*本文抜粋:*
━━━━━━━━━━━━━━━━━━━━━━━━━━━━━━
バッチを書いて動作確認して終わり、、、ではないのです。サービスのためにバッチを書いているわけで、サービスに悪影響がないことを必ず確認しましょう。

ここまでの動作チェックを行えば、ディレクターさんにも優しいバッチ処理になります。

 

5.DRY_RUN mode

間違ったバッチを実行してしまった!

ああああ!DBにupdateが走ってしまっている!!!!

Ctrl+CCtrl+CCtrl+C

...

安心してください。それ、DRY_RUN mode ですよ。

 

何も考えずに引数を指定してバッチを手動実行。

$ php my_batch.php --date=2015/12/17

しかしこれは DRY_RUN mode であり、計算処理は行いますが、DBへの更新は一切行わないようにするのです。

実際にDBに書き込みを行うときは、

$ php my_batch.php --date=2015/12/17 --run

と、明示的に --run を引数に指定しなければならないようにします。
━━━━━━━━━━━━━━━━━━━━━━━━━━━━━━
*記録データ:*
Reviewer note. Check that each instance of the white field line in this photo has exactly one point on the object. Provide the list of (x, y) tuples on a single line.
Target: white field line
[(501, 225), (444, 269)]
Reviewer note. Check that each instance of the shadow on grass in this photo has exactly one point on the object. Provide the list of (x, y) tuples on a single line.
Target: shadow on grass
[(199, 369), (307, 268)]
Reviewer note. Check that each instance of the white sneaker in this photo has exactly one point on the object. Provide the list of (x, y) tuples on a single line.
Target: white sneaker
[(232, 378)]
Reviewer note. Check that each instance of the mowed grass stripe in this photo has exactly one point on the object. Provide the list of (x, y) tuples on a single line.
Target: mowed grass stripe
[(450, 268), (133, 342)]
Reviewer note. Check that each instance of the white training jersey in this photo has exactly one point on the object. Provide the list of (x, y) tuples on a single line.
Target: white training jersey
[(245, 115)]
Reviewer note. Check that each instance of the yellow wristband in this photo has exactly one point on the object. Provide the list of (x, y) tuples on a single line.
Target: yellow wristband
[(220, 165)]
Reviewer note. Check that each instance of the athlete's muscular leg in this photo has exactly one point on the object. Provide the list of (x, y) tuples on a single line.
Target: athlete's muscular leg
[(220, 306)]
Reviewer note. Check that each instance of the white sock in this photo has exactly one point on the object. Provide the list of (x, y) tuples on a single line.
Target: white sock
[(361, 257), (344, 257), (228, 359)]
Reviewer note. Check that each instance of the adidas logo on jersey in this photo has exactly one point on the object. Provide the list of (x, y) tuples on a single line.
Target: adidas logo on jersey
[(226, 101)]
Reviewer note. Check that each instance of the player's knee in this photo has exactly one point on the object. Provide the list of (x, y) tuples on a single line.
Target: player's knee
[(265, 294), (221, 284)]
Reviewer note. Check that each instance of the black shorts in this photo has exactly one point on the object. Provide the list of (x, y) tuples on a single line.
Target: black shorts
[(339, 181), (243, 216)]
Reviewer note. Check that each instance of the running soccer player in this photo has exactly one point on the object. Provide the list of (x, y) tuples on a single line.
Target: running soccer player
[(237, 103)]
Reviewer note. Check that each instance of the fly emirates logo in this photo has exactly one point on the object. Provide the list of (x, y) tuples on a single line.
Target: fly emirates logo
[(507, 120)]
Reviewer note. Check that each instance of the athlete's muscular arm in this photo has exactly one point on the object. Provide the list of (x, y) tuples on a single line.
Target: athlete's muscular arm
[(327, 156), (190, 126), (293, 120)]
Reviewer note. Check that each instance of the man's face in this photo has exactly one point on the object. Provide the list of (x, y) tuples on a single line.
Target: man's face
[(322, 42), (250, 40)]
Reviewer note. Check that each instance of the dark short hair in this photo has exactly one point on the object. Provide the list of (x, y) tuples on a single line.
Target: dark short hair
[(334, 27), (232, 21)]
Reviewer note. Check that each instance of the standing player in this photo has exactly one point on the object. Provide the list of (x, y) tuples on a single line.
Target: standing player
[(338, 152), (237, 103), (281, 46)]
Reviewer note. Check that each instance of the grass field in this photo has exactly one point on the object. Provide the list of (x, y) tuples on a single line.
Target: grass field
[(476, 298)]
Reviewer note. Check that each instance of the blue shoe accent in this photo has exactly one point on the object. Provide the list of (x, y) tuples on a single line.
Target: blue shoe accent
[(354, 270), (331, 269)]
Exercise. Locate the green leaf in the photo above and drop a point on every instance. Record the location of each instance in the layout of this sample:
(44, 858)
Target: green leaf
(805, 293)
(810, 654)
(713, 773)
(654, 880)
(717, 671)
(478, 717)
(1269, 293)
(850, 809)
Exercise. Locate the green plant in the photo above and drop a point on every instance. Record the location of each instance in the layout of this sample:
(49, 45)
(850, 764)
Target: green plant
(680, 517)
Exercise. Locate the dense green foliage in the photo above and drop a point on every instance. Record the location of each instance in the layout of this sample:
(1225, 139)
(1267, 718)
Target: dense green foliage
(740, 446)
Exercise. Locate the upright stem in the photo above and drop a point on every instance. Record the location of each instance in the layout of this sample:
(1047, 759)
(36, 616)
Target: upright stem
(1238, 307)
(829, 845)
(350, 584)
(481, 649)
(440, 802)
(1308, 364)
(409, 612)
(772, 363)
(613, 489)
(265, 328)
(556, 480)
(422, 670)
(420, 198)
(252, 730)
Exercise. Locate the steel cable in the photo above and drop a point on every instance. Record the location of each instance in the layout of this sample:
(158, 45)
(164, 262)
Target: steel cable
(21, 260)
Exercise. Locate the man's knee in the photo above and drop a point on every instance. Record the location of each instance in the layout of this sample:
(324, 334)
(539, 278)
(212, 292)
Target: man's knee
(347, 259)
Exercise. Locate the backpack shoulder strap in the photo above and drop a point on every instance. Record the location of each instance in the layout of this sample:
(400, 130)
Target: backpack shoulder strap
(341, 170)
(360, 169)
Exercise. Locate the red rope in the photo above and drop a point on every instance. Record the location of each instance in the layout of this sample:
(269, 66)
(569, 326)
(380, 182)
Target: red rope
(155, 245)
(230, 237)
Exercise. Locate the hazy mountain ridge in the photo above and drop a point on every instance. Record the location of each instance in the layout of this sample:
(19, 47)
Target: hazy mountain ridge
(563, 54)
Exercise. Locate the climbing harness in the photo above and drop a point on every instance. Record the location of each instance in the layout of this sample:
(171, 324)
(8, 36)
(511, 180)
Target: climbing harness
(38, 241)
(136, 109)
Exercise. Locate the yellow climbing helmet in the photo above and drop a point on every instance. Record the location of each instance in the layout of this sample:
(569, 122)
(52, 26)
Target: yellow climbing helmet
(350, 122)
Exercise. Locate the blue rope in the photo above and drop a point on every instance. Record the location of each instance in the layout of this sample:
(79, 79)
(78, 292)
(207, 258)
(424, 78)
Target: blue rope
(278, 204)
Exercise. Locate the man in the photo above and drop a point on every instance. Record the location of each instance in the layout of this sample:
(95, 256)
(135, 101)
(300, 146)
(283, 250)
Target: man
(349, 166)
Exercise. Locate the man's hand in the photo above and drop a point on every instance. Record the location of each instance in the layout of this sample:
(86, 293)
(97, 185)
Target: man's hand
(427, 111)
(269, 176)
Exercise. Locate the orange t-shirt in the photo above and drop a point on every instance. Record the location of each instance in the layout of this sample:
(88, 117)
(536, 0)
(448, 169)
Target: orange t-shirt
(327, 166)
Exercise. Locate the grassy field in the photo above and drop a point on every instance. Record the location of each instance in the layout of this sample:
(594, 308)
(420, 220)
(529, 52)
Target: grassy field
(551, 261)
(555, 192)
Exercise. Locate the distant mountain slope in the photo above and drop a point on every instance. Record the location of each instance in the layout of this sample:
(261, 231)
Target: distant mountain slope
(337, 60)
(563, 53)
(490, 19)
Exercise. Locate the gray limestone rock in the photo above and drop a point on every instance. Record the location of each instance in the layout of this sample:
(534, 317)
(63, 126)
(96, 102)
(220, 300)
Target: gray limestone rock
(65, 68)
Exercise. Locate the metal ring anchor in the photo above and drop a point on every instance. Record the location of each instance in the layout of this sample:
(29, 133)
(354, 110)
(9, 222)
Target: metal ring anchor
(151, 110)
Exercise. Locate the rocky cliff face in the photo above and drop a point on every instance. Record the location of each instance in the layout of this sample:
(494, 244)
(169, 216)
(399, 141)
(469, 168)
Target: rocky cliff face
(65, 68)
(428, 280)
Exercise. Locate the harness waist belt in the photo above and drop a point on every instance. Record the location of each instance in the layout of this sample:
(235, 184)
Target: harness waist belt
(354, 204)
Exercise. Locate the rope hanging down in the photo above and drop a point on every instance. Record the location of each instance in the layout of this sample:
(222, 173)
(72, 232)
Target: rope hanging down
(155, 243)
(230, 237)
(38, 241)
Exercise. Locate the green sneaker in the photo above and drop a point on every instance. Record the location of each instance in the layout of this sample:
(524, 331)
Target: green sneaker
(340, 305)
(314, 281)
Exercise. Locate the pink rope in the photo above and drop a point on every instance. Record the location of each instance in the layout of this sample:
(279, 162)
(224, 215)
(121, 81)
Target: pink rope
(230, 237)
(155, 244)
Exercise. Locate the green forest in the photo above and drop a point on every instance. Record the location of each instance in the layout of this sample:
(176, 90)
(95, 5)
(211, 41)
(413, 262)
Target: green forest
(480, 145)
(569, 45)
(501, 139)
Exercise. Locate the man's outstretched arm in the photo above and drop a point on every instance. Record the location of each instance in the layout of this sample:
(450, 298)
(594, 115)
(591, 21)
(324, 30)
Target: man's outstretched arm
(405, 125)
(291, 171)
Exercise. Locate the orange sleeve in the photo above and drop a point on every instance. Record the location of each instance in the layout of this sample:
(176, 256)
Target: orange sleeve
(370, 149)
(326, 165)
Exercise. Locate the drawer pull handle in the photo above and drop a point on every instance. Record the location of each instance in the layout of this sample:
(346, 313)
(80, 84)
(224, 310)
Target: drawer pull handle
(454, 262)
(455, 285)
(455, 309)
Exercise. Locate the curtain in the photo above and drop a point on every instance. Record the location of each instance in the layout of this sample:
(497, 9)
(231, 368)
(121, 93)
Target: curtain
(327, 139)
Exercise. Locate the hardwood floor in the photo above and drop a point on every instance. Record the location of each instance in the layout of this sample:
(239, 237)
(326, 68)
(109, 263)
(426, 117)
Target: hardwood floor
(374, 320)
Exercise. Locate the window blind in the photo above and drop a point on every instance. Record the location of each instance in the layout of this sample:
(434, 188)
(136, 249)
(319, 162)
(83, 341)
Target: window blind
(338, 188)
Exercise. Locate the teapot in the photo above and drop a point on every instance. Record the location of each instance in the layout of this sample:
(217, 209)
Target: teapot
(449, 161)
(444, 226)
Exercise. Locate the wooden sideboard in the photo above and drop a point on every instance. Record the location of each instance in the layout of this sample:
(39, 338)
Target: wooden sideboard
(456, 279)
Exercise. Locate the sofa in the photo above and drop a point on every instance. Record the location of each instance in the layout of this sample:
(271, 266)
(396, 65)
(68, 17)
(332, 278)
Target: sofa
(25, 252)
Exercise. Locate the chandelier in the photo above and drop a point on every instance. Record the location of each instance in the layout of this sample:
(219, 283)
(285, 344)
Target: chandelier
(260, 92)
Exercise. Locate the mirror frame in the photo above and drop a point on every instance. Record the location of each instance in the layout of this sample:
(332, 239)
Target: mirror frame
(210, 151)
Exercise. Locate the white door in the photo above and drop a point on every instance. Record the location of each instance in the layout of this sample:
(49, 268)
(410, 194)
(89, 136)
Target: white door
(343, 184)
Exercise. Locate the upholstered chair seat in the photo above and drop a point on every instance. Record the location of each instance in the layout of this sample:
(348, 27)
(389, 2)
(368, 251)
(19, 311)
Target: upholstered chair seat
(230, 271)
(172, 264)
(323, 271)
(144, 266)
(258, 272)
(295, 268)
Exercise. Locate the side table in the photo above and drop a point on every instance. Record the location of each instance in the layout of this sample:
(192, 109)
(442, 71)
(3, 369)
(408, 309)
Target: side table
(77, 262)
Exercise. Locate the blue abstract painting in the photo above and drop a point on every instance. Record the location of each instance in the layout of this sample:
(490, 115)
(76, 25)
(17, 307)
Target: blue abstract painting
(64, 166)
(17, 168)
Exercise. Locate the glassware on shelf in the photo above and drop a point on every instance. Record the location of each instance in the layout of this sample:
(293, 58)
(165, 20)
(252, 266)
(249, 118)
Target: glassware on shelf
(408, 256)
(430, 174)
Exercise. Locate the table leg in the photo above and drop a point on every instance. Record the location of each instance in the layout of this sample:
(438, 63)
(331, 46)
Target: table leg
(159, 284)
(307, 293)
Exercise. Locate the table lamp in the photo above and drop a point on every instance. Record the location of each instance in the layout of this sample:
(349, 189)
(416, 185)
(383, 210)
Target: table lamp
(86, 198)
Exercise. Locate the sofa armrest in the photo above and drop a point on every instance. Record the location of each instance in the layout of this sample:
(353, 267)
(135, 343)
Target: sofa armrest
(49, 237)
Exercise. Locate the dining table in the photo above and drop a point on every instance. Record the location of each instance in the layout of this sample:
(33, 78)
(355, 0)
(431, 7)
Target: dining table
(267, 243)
━━━━━━━━━━━━━━━━━━━━━━━━━━━━━━
*課題の内容:*
1/ 本文抜粋によると、DBに実際に書き込むときは、どの引数を明示的に指定しなければなりませんか。
2/ 本文抜粋の「バッチを書いて動作確認して終」から始まり「ああああ!DBにupdateが走ってしまっている!!!!」で終わる部分を、一字も変えずに返してください。

*解答一覧:*
1/ --run を引数に明示的に指定しなければなりません。

2/
バッチを書いて動作確認して終わり、、、ではないのです。サービスのためにバッチを書いているわけで、サービスに悪影響がないことを必ず確認しましょう。

ここまでの動作チェックを行えば、ディレクターさんにも優しいバッチ処理になります。

 

5.DRY_RUN mode

間違ったバッチを実行してしまった!

ああああ!DBにupdateが走ってしまっている!!!!